Excerpts from a point labeling dataset

....

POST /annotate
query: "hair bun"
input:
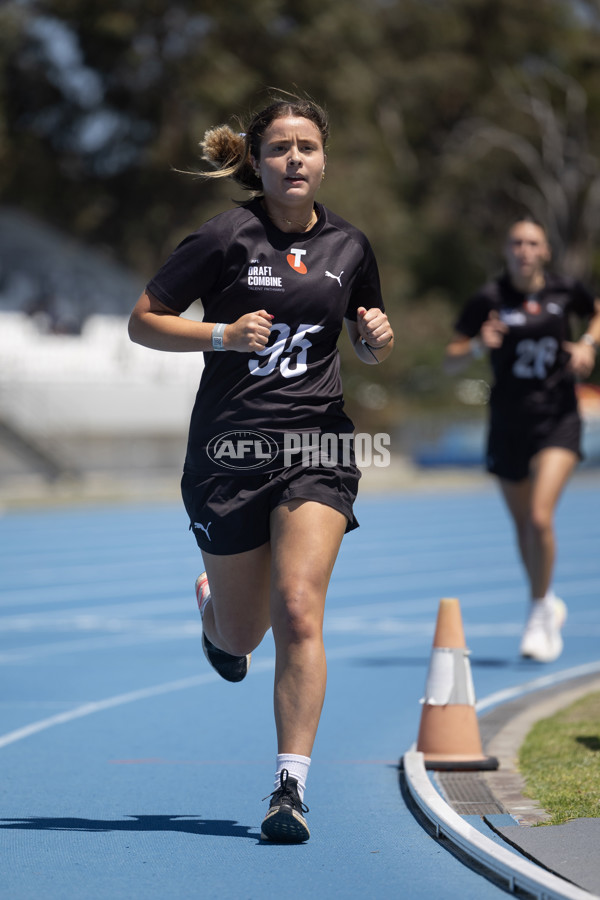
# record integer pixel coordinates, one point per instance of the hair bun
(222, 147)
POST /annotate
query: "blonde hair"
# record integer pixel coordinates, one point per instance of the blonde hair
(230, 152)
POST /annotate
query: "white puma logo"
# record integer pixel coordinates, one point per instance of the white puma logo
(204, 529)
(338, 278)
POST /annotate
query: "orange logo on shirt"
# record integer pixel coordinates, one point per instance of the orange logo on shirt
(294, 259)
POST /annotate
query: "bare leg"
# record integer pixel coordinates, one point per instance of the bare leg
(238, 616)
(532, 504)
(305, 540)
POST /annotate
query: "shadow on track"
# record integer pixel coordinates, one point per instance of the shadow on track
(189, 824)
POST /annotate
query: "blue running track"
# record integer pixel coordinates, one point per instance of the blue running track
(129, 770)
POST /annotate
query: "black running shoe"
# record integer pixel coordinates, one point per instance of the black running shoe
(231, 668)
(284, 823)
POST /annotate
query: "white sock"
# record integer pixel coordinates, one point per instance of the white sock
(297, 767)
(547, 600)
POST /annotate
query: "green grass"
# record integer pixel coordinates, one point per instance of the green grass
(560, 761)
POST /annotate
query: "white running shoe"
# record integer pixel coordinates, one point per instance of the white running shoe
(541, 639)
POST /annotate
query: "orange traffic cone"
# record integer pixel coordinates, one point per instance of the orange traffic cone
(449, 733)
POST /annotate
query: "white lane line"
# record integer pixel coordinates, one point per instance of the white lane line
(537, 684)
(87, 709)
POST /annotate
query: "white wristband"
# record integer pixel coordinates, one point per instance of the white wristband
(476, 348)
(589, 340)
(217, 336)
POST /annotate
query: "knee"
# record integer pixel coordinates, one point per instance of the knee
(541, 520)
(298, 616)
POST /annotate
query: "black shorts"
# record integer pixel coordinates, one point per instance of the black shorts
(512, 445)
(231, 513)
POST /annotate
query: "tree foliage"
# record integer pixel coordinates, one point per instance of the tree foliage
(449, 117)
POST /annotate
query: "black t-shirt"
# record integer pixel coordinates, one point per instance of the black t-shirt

....

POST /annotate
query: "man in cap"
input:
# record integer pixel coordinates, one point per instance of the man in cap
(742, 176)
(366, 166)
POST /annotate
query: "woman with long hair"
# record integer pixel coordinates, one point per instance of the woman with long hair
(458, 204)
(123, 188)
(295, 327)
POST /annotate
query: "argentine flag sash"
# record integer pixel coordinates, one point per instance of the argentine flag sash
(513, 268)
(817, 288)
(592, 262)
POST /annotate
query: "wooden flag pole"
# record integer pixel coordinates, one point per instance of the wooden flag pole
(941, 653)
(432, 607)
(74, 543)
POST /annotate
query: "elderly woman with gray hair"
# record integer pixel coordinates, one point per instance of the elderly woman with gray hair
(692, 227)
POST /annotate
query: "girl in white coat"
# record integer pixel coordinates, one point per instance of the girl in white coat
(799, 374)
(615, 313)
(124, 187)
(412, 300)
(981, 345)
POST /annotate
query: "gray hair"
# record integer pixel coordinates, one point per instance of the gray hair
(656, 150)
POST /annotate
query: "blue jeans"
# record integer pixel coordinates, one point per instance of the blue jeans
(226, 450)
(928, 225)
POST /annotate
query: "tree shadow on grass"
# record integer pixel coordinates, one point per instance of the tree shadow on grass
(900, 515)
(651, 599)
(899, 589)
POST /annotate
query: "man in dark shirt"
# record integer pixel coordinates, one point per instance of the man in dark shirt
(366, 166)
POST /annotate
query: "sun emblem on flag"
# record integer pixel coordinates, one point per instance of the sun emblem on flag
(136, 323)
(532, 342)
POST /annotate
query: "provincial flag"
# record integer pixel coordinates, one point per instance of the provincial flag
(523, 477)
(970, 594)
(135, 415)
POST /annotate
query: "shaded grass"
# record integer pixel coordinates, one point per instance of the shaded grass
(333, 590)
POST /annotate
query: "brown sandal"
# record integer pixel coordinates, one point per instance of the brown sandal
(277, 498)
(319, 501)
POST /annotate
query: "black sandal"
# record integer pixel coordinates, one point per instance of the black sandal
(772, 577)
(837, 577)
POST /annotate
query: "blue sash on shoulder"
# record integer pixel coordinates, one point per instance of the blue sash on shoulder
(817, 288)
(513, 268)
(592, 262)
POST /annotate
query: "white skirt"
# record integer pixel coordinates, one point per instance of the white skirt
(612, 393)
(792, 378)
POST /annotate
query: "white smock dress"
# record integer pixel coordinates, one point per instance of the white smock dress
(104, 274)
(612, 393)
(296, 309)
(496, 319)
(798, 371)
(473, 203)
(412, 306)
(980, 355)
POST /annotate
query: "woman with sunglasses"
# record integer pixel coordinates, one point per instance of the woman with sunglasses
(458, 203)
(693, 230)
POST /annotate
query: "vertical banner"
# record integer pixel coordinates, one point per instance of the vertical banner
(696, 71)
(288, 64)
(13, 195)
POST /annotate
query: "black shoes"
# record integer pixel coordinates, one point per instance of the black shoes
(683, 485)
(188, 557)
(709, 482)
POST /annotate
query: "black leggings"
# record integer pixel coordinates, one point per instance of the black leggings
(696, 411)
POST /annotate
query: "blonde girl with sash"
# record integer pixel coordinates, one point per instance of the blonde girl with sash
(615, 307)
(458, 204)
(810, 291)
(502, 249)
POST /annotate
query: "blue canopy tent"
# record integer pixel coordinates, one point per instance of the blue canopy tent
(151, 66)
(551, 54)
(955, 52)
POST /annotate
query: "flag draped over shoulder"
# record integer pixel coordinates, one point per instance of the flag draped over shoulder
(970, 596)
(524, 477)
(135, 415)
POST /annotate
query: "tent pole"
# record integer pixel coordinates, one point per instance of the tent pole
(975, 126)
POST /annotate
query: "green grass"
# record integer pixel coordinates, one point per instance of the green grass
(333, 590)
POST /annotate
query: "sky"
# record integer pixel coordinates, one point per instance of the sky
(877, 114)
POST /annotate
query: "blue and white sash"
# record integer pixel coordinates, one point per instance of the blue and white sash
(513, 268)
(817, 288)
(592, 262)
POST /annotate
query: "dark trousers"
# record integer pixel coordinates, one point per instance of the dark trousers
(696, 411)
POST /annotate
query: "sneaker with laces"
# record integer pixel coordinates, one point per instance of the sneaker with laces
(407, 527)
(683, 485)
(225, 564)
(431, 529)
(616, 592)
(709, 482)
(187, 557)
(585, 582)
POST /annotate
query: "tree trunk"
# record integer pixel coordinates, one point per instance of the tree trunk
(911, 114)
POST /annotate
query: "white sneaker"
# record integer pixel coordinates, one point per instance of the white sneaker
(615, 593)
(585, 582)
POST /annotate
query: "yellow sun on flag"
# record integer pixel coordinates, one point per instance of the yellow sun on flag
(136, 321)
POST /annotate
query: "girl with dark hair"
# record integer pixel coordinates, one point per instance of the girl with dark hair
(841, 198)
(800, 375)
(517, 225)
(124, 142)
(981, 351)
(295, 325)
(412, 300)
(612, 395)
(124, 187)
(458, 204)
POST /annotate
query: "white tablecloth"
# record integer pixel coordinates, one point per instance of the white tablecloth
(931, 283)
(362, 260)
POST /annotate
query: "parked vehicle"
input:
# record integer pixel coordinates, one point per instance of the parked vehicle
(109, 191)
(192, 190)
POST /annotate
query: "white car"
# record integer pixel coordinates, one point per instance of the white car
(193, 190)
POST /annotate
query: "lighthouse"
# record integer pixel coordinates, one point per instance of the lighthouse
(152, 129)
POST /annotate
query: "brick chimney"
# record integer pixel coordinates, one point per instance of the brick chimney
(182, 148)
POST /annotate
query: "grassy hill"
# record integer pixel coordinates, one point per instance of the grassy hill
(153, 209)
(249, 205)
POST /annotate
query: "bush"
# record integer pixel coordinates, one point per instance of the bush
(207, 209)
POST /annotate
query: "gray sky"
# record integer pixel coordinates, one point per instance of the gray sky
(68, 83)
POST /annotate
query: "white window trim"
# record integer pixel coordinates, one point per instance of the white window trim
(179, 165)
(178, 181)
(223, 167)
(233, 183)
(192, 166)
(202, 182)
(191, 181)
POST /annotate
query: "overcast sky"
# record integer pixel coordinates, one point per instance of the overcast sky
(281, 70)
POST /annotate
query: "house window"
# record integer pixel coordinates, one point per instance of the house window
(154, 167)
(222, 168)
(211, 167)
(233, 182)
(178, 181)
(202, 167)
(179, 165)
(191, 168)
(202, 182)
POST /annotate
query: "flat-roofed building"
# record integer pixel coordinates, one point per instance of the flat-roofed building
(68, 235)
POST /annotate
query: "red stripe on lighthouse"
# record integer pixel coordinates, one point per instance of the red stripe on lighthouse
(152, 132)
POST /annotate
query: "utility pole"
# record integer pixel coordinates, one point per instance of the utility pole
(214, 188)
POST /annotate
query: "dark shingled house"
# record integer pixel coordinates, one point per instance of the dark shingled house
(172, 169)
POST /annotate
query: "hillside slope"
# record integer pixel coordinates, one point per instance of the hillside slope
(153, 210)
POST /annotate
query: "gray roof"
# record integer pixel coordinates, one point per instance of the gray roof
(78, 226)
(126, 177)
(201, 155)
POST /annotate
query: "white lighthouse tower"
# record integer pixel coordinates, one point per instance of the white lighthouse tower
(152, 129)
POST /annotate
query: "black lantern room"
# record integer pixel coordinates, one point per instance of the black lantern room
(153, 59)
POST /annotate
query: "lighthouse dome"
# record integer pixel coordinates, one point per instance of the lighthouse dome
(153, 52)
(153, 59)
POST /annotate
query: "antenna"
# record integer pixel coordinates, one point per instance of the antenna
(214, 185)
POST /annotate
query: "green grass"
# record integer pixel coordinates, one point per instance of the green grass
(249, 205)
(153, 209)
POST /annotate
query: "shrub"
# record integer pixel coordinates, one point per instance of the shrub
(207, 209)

....

* [TASK DIRECTIONS]:
How many lines in the records contain the word "foliage"? Reply with the number only.

* [SOLUTION FOR THIS TASK]:
2